Direction
Repeat the lines of the listing below exactly, starting at the line that contains "Put a dot on each instance of the white seat" and running through the last line, both included, and only those.

Available data
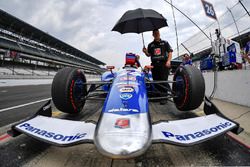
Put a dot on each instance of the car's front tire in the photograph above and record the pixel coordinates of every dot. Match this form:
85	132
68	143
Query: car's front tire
68	90
189	88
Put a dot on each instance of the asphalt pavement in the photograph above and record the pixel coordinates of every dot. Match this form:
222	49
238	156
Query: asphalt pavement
26	151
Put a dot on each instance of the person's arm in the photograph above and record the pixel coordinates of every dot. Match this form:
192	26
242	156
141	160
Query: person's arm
168	63
170	51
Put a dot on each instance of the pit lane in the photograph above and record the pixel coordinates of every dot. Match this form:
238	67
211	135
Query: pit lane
25	151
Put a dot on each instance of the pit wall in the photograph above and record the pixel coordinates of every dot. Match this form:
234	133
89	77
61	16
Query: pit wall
232	86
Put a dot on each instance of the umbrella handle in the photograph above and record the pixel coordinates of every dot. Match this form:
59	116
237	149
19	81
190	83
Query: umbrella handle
143	40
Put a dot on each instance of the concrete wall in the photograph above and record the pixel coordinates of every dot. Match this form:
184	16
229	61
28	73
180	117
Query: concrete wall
232	86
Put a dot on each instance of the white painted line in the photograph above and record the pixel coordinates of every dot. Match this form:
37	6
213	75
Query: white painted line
22	105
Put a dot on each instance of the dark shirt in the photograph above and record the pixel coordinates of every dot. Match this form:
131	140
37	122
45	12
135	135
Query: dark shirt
159	50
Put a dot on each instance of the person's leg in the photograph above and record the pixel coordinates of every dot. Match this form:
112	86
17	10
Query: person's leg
157	75
166	86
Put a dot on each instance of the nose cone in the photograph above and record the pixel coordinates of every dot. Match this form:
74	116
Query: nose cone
123	137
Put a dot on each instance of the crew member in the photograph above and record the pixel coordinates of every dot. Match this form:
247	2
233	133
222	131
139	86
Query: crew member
160	53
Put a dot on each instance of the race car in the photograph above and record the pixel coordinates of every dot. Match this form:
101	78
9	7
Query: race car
124	129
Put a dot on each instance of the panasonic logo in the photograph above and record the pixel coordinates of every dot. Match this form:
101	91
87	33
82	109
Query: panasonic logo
123	110
198	134
52	135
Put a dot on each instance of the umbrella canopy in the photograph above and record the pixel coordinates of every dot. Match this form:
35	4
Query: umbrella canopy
139	21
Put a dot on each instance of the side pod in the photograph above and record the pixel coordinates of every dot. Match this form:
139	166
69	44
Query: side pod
210	108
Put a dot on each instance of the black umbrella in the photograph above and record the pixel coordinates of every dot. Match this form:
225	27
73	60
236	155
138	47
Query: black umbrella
139	21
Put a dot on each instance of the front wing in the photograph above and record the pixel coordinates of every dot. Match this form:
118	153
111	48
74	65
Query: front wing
184	132
191	131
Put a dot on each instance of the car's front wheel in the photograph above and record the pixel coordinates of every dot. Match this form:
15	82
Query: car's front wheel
189	88
69	89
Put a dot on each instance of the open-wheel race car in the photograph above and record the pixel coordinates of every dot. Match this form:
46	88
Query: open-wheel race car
124	128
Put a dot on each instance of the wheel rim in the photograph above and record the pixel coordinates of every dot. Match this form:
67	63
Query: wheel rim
79	92
179	88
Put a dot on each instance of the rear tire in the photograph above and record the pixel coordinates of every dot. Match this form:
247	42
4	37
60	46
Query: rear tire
68	90
189	88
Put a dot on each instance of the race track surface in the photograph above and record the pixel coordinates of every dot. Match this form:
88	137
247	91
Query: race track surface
25	151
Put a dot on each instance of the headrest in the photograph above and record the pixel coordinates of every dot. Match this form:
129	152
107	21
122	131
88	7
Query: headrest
130	59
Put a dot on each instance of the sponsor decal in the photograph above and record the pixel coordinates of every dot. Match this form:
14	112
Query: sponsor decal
127	89
157	51
126	83
128	78
50	135
123	110
122	123
126	96
202	133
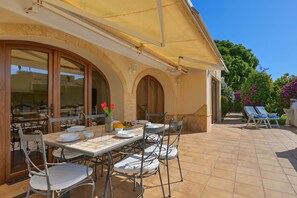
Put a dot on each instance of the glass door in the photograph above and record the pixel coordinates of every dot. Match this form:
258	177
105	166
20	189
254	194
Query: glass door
29	100
150	97
214	101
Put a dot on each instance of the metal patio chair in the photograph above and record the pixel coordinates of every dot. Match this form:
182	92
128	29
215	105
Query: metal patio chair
95	120
143	164
155	118
262	111
65	122
255	117
56	178
169	149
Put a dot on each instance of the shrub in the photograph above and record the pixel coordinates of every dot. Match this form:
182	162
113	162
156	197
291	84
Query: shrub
225	105
289	91
257	89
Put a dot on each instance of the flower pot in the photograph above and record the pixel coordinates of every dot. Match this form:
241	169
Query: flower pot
108	124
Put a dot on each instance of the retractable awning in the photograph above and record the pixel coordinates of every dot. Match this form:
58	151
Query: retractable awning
170	30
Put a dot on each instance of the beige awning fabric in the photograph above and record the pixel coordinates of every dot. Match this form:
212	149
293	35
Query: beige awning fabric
170	30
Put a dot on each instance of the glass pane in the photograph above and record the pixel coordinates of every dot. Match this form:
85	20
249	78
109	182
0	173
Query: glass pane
160	99
29	99
99	92
72	87
141	99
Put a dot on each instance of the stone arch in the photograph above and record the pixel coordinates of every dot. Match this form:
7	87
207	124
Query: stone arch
91	52
168	86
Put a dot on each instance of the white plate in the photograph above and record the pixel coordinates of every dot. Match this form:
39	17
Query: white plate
68	137
74	129
140	122
125	134
153	126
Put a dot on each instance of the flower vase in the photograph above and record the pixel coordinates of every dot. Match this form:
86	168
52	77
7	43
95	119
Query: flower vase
108	124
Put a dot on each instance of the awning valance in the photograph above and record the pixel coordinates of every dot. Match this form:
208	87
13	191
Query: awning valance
170	30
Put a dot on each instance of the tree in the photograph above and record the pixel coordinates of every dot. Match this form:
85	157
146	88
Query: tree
240	62
289	91
276	104
257	89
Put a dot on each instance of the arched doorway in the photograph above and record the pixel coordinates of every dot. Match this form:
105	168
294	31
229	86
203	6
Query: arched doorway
41	81
214	101
150	97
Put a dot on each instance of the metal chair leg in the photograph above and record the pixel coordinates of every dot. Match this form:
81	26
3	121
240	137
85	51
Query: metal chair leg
141	187
161	181
28	192
134	184
180	172
96	167
168	178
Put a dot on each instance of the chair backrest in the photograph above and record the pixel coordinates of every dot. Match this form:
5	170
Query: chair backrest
261	110
250	111
95	119
65	122
173	136
34	149
156	117
148	133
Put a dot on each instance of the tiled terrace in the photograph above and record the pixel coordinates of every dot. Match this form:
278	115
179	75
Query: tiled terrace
229	161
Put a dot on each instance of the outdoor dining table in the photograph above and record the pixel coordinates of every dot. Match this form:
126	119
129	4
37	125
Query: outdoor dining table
102	143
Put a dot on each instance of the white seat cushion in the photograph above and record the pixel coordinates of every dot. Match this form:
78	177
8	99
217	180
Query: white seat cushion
61	176
68	154
132	164
153	138
172	152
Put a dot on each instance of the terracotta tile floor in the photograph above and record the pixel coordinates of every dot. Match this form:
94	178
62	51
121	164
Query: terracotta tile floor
229	161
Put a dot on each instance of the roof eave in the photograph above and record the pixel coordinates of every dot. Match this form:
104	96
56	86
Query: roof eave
201	25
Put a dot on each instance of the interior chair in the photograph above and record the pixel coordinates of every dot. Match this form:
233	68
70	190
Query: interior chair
169	149
262	111
56	178
156	117
64	123
255	117
142	164
94	120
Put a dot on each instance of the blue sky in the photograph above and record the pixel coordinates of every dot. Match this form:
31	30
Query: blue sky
267	27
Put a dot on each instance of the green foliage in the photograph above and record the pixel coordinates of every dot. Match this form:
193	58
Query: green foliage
227	91
257	89
240	62
276	103
225	105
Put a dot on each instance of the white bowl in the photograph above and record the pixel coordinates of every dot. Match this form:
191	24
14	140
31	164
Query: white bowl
88	134
118	129
74	129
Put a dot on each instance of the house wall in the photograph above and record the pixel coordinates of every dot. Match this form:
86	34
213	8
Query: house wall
185	95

Reply to the task
Put a dot on each instance of the white seat cushion in the photograph above and record the pixel coordinates of every dot. Match this form:
78	177
8	99
217	180
Query: white seat cushion
61	176
68	154
132	164
153	138
172	152
Put a dot on each instance of the terracotta tile floor in the photograph above and record the pixel coordinates of every dot. Match this form:
94	178
62	51
121	164
Query: terracotta tile floor
229	161
Put a dot on each instance of the roof eave in the photograph above and record the pixel coordinates of every dot. Match this form:
104	96
56	86
Query: roof eave
201	25
Put a dot on each instance of the interior chair in the photograph above and record the pixel coordinates of every dot. Match this form:
233	68
70	190
Query: interior chair
169	149
262	111
56	178
156	117
64	123
255	117
142	164
94	120
Put a dot on each instance of the blue sky in the photograph above and record the pixel coordinates of every dot. Match this form:
31	30
Query: blue sky
267	27
Put a dot on each instance of the green foliage in the photograph above and record the pixel coordinates of every dot. Match this form:
193	58
Query: green foliage
227	91
257	89
240	62
276	103
225	105
Put a dot on each instance of the white bowl in the photograph above and record the pixel coordinates of every dot. Match this form:
191	24
14	140
31	164
Query: white bowl
88	134
118	129
74	129
Put a dot on each instance of the house wall in the photograph above and record the pixel coordinates of every dot. Match this form:
86	34
213	8
Query: house wall
185	95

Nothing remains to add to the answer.